Alguns especialistas já assinalaram que essas oscilaçōes podem resultar em percepçōes macroeconômicas voláteis, que se acumulam a incertezas microeconômicas nada favoráveis a investimentos. A esse respeito, uma ilustração pode ser útil. No trabalho que mencionei sobre sobrevivência de firmas, examinamos mais de 20.000 empresas longitudinalmente, de 1996 a 2005. Nesse último ano, apenas cerca de 7 mil empresas ainda estavam em operação, o que indica elevada taxa de mortalidade, como em economias maduras, enfatize-se, mas sem o ambiente de negócios que facilite a criação de novas firmas. Em suma, a competição, benéfica, é acirrada, e entraves burocráticos, um componente do “custo Brasil” já de conhecimento público, são mais a regra do que exceção.

Mas, o problema da indústria e o declínio dos investimentos estariam então associados a restriçōes de recursos? Não creio. Em 2005, pudemos verificar, o BNDES dirigiu cerca de US$ 10 bilhōes para médias e pequenas empresas.

BMM - Mas, afinal, o que não funcionou em sua opinião?

Dados registrados
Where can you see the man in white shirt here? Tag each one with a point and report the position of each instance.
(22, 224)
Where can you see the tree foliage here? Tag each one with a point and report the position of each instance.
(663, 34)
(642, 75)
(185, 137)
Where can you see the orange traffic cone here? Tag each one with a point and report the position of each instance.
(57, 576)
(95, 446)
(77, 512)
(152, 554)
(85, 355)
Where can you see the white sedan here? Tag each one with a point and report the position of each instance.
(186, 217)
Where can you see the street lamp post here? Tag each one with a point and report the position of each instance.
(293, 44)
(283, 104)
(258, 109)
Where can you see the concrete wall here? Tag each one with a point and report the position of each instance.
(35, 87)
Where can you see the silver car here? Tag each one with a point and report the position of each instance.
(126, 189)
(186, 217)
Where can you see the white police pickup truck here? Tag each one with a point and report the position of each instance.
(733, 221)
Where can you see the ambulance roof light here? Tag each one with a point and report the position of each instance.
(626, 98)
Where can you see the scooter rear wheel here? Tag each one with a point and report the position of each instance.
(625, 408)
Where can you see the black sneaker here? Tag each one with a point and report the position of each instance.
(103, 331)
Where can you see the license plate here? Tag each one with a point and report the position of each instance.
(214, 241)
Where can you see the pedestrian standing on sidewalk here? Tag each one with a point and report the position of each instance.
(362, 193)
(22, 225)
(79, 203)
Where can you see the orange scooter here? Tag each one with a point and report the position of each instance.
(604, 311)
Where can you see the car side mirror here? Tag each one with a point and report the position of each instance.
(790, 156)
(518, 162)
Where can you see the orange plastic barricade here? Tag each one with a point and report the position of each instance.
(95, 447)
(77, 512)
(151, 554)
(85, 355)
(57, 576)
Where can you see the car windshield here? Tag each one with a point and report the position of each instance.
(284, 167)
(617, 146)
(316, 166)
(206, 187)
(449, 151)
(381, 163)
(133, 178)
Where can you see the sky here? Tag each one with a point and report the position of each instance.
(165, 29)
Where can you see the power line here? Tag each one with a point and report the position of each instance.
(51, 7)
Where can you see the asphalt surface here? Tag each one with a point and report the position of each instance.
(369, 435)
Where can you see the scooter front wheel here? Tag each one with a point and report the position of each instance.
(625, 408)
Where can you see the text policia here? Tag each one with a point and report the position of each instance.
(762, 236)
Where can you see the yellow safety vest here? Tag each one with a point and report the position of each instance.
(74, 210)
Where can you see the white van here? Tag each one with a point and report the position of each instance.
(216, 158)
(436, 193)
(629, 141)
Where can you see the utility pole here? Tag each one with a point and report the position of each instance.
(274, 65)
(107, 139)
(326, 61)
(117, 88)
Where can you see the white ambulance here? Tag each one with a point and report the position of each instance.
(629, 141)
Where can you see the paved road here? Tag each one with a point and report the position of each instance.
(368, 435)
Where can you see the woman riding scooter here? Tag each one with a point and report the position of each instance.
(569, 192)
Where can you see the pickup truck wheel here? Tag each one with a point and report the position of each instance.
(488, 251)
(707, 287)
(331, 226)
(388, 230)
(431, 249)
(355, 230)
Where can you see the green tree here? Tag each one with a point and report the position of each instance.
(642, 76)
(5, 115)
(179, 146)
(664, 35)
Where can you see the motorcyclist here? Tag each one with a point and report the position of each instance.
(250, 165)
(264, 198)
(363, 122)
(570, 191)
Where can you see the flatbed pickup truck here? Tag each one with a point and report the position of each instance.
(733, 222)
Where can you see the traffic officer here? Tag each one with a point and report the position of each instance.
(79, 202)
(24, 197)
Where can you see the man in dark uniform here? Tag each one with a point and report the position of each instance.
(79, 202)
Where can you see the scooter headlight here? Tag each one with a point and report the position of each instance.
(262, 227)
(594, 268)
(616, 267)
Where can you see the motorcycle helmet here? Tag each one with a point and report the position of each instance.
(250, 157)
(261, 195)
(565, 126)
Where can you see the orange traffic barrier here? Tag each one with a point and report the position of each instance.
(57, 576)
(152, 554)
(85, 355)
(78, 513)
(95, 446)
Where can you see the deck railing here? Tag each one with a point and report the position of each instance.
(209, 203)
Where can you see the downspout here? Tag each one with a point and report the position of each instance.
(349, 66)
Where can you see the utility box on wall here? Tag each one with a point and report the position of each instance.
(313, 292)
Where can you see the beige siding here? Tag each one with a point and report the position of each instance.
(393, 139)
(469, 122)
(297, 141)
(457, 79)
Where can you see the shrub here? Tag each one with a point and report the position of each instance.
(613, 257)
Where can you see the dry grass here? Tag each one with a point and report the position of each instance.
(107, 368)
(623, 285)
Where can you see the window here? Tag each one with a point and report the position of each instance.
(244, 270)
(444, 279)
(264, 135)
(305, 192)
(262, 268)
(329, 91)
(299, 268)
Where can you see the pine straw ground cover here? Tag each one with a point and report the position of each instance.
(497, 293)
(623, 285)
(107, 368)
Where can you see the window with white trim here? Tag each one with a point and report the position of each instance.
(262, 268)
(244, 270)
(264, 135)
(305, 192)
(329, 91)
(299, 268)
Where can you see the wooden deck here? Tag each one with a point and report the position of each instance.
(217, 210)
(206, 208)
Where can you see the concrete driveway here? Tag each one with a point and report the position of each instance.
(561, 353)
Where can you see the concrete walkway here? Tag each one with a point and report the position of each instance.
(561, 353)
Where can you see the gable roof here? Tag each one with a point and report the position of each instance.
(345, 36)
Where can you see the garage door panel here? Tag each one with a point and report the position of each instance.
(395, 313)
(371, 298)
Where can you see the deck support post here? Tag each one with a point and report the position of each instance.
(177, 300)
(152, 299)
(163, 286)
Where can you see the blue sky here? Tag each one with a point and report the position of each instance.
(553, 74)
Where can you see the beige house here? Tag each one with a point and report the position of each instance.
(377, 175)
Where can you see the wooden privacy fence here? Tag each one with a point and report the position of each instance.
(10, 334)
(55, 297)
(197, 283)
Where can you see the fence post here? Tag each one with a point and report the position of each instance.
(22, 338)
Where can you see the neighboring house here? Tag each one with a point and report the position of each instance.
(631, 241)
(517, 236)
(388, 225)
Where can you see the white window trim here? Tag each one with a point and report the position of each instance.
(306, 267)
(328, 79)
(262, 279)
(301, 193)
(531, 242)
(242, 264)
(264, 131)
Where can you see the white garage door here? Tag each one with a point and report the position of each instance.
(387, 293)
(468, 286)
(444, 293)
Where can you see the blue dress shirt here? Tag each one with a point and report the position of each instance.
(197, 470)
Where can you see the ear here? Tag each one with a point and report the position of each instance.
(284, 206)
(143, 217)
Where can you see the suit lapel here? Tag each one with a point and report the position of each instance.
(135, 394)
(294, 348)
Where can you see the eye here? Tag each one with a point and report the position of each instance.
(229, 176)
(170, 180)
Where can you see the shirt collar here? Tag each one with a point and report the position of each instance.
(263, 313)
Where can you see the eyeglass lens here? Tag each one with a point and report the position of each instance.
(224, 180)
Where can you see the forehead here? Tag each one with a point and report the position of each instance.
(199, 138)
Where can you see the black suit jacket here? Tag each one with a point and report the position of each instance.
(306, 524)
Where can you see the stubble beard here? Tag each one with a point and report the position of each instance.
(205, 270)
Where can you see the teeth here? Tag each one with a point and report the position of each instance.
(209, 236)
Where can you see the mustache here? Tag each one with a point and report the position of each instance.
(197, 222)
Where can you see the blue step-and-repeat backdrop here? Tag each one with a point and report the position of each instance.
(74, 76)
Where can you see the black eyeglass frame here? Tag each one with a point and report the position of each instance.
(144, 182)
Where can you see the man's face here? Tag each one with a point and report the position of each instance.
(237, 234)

Problema proposto 1
Reproduza, do trecho do documento, a passagem que vai de "Alguns especialistas já" até "do que exceção.".
Problema proposto 2
Responda com base no trecho do documento:
(a) Quantas empresas foram examinadas no trabalho sobre sobrevivência de firmas, e em que período?
(b) Quantas dessas empresas ainda estavam em operação em 2005?
(c) Quanto o BNDES dirigiu para médias e pequenas empresas em 2005?

Resposta 1
Alguns especialistas já assinalaram que essas oscilaçōes podem resultar em percepçōes macroeconômicas voláteis, que se acumulam a incertezas microeconômicas nada favoráveis a investimentos. A esse respeito, uma ilustração pode ser útil. No trabalho que mencionei sobre sobrevivência de firmas, examinamos mais de 20.000 empresas longitudinalmente, de 1996 a 2005. Nesse último ano, apenas cerca de 7 mil empresas ainda estavam em operação, o que indica elevada taxa de mortalidade, como em economias maduras, enfatize-se, mas sem o ambiente de negócios que facilite a criação de novas firmas. Em suma, a competição, benéfica, é acirrada, e entraves burocráticos, um componente do “custo Brasil” já de conhecimento público, são mais a regra do que exceção.

Resposta 2
(a) Mais de 20.000 empresas, de 1996 a 2005.
(b) Apenas cerca de 7 mil.
(c) Cerca de US$ 10 bilhões.